» MATERIAL
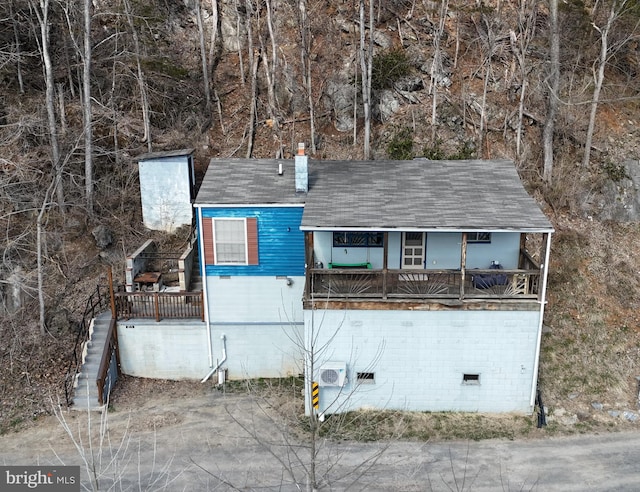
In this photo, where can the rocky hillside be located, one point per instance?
(456, 79)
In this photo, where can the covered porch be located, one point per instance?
(521, 280)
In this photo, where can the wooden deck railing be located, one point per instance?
(97, 302)
(159, 305)
(424, 284)
(108, 353)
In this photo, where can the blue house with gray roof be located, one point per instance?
(404, 285)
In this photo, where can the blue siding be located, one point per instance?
(280, 241)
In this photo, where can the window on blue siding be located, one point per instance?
(478, 237)
(230, 245)
(358, 239)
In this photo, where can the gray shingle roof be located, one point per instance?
(249, 182)
(418, 194)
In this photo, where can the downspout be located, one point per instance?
(205, 296)
(224, 358)
(543, 300)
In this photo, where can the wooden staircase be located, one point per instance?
(86, 389)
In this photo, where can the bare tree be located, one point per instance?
(436, 67)
(253, 67)
(616, 10)
(86, 110)
(520, 45)
(554, 86)
(41, 10)
(305, 58)
(366, 69)
(144, 99)
(203, 56)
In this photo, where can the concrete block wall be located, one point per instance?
(171, 349)
(419, 359)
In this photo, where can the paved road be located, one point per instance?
(204, 444)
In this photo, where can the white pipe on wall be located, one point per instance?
(224, 358)
(205, 296)
(543, 300)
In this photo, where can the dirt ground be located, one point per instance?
(188, 436)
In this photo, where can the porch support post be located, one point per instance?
(385, 266)
(309, 265)
(544, 270)
(463, 264)
(112, 297)
(523, 248)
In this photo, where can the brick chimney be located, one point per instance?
(302, 170)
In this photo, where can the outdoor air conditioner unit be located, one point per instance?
(333, 374)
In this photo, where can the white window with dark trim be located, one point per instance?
(471, 379)
(230, 241)
(358, 239)
(478, 237)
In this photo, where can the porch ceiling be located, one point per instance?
(420, 194)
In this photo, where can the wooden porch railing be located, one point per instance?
(424, 284)
(96, 303)
(159, 305)
(109, 351)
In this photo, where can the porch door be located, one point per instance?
(413, 250)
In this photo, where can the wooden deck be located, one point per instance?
(423, 284)
(159, 305)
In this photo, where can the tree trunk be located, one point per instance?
(203, 56)
(436, 68)
(366, 67)
(43, 19)
(599, 79)
(554, 85)
(86, 110)
(144, 100)
(253, 66)
(305, 52)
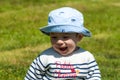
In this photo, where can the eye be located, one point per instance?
(54, 37)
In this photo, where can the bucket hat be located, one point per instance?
(65, 20)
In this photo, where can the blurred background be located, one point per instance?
(21, 41)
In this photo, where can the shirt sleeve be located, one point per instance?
(36, 70)
(94, 72)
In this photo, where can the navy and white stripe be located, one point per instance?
(81, 65)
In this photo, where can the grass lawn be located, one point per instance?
(21, 41)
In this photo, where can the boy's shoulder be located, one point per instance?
(83, 52)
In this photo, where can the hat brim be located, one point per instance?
(65, 29)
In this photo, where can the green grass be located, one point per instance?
(21, 41)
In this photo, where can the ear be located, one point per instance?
(79, 37)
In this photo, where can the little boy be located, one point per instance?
(64, 60)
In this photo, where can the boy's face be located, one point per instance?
(65, 43)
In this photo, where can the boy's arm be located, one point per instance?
(36, 70)
(94, 72)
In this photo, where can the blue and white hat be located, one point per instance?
(65, 20)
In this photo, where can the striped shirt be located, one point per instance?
(50, 65)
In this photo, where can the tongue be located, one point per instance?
(63, 49)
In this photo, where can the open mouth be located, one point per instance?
(63, 49)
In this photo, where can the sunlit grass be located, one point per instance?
(21, 41)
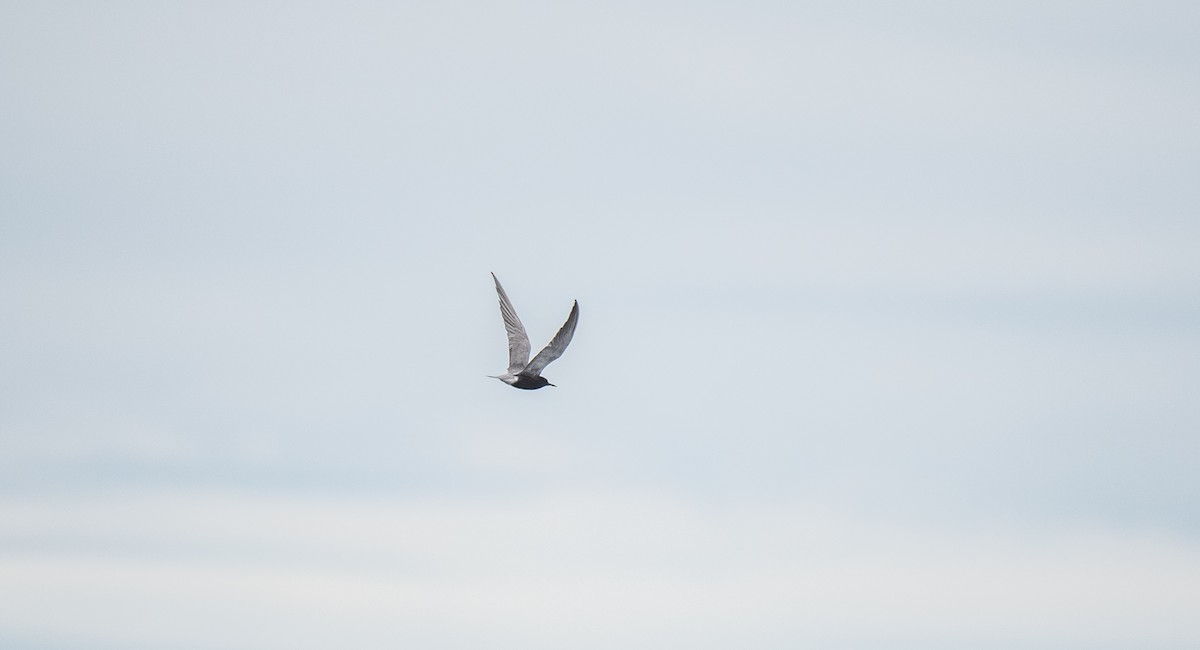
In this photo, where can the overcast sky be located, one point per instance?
(889, 325)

» SET EXERCISE
Omit the pictures, then quote the rest of the material above exactly.

» OUTPUT OF THE EXERCISE
In this photo, where can the rocky hillside be located, one point per instance?
(456, 79)
In this photo, where can the covered porch be located, one point per instance?
(521, 280)
In this photo, where can the wooden deck railing be located, one point per instance?
(97, 302)
(159, 305)
(424, 284)
(108, 353)
In this photo, where can the blue house with gray roof be located, one point per instance?
(404, 285)
In this photo, where can the blue siding be located, one point per instance?
(280, 241)
In this photo, where can the window on blue siding be located, one point per instance?
(478, 237)
(230, 245)
(358, 239)
In this photo, where can the gray shingle roof be located, one point per instance?
(249, 182)
(418, 194)
In this photo, where can the downspout be located, one point per instance?
(205, 296)
(224, 358)
(543, 300)
In this photo, where can the wooden staircase be located, one point per instance?
(86, 389)
In this photo, where can the bare tree be located, one point per instance?
(436, 67)
(253, 67)
(616, 10)
(86, 110)
(520, 45)
(554, 86)
(41, 10)
(305, 58)
(366, 69)
(144, 99)
(203, 56)
In this photo, where can the concrete block wall be located, one point per instance?
(171, 349)
(419, 359)
In this photo, where can the paved road be located, one point per instance?
(204, 444)
In this photo, where can the white pipe on wall be located, one point per instance?
(224, 358)
(205, 296)
(543, 300)
In this photo, where can the dirt ground be located, one point per instance?
(188, 436)
In this photo, where can the porch support post be located, one point per instance?
(385, 266)
(309, 265)
(544, 270)
(463, 264)
(112, 297)
(523, 248)
In this photo, where can the brick chimney be located, one point per instance?
(302, 170)
In this photo, where can the outdoor air conditioner unit be located, one point per instance?
(333, 374)
In this photo, where can the white window with dark trim be located, one point per instance?
(471, 379)
(230, 241)
(358, 239)
(478, 237)
In this photo, where can the porch ceiling be located, one point per instance?
(420, 194)
In this photo, where can the wooden porch railing be located, one point per instance?
(424, 284)
(96, 303)
(159, 305)
(109, 351)
In this photo, where can the porch door be located, one point per instance?
(413, 250)
In this photo, where can the wooden deck be located, one point per instance?
(423, 284)
(159, 305)
In this photo, where can the tree trunk be located, one point per instance?
(203, 56)
(436, 68)
(366, 67)
(43, 19)
(599, 79)
(554, 85)
(86, 110)
(144, 100)
(253, 66)
(305, 52)
In this photo, where can the eye be located, one point per instance?
(54, 37)
In this photo, where can the bucket hat be located, one point per instance?
(65, 20)
In this photo, where can the blurred background be located, one point per instance?
(21, 41)
In this photo, where can the shirt sleeve be located, one point per instance?
(36, 70)
(94, 72)
In this photo, where can the navy and white stripe be located, one point per instance?
(81, 65)
In this photo, where can the grass lawn be located, one point per instance?
(21, 41)
In this photo, where can the boy's shoulder be located, one point per instance?
(83, 52)
In this photo, where can the hat brim be located, one point per instance?
(65, 29)
In this photo, where can the green grass be located, one point per instance?
(21, 41)
In this photo, where can the ear be located, one point per instance?
(79, 37)
In this photo, where can the little boy be located, one point per instance?
(64, 60)
In this photo, where can the boy's face be located, one point per instance?
(65, 43)
In this photo, where can the boy's arm be located, one point per instance?
(36, 70)
(94, 72)
In this photo, where can the blue and white hat be located, one point per instance?
(65, 20)
In this photo, where can the striped shirt be located, one point per instance?
(50, 65)
In this photo, where can the tongue be located, one point per instance?
(63, 49)
In this photo, where can the open mouth be located, one point per instance?
(63, 49)
In this photo, where can the sunlit grass be located, one point per instance?
(21, 41)
In this photo, where can the overcast sky be located, one point per instance?
(889, 325)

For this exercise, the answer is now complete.